» ПИСЬМЕННОЕ ЗАДАНИЕ
Ответьте по тексту о Мотовилихинском заводе, приведенному ниже:
1. Какой завод первым встречается на пути туриста?
2. Сколько весит знаменитый молот?
3. Сколько жителей в селе Мотовилиха?

» ИСХОДНЫЙ ТЕКСТ
*-*-*

Кто бывал на Урале и не видал заводов, — тот не видал ничего!.. По крайней мере, так говорят сами уральцы, и до некоторой степени они правы, потому что заводы эти поражают своею грандиозностью, и первый из них, который встречается на пути туриста, есть Мотовилихинский.
Я уже ранее слыхал немало рассказов об этом заводе, слыхал о знаменитом молоте, который весит три тысячи пудов и при работе потрясает не только здания, но и землю на несколько сажен вокруг. Взглянуть на все это, хотя бы и мимоходом, мне представлялось очень заманчивым.
Попросив разрешение на осмотр, я получил немедленно пропуск и провожатого, с которым мы несколько часов ходили по заводу, но, повторяю, без специальной подготовки трудно рассказать о том, что я видел, о всех интересных подробностях, благоустройстве и деятельности этого “царства металла”. Самый завод с его зданиями, разбросанными по громадной площади, и прилегающее к заводу село Мотовилиха с 12-тысячным населением представляют собою почти что город.

*-*-*

» ИСХОДНЫЕ ДАННЫЕ
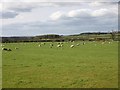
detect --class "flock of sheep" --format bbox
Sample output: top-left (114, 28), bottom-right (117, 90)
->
top-left (1, 41), bottom-right (114, 51)
top-left (38, 42), bottom-right (85, 48)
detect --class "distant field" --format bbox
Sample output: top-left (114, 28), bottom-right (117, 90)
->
top-left (2, 42), bottom-right (118, 88)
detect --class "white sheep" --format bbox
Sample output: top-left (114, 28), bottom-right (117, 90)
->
top-left (57, 45), bottom-right (61, 47)
top-left (38, 44), bottom-right (41, 47)
top-left (70, 45), bottom-right (74, 48)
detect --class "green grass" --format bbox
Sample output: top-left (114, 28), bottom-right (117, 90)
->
top-left (2, 42), bottom-right (118, 88)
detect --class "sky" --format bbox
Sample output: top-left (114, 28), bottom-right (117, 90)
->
top-left (0, 0), bottom-right (118, 36)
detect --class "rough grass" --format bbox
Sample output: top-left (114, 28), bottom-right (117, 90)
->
top-left (2, 42), bottom-right (118, 88)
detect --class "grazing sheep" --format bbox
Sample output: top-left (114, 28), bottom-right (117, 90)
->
top-left (108, 42), bottom-right (111, 44)
top-left (57, 45), bottom-right (61, 47)
top-left (102, 42), bottom-right (104, 44)
top-left (83, 42), bottom-right (85, 45)
top-left (38, 44), bottom-right (41, 47)
top-left (15, 47), bottom-right (18, 49)
top-left (77, 43), bottom-right (80, 46)
top-left (50, 44), bottom-right (53, 48)
top-left (2, 48), bottom-right (12, 51)
top-left (70, 45), bottom-right (74, 48)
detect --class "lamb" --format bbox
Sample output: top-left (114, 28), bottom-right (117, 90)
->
top-left (2, 48), bottom-right (12, 51)
top-left (70, 45), bottom-right (74, 48)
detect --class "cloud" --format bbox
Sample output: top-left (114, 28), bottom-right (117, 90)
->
top-left (50, 8), bottom-right (117, 20)
top-left (1, 0), bottom-right (119, 2)
top-left (68, 9), bottom-right (91, 18)
top-left (50, 11), bottom-right (66, 20)
top-left (0, 11), bottom-right (18, 19)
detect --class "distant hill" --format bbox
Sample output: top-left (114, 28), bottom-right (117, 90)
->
top-left (1, 31), bottom-right (120, 43)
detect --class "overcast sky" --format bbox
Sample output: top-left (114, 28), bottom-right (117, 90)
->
top-left (0, 0), bottom-right (118, 36)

*-*-*

» ВЫПОЛНЕННОЕ ЗАДАНИЕ
1. Мотовилихинский.
2. Три тысячи пудов.
3. 12 тысяч.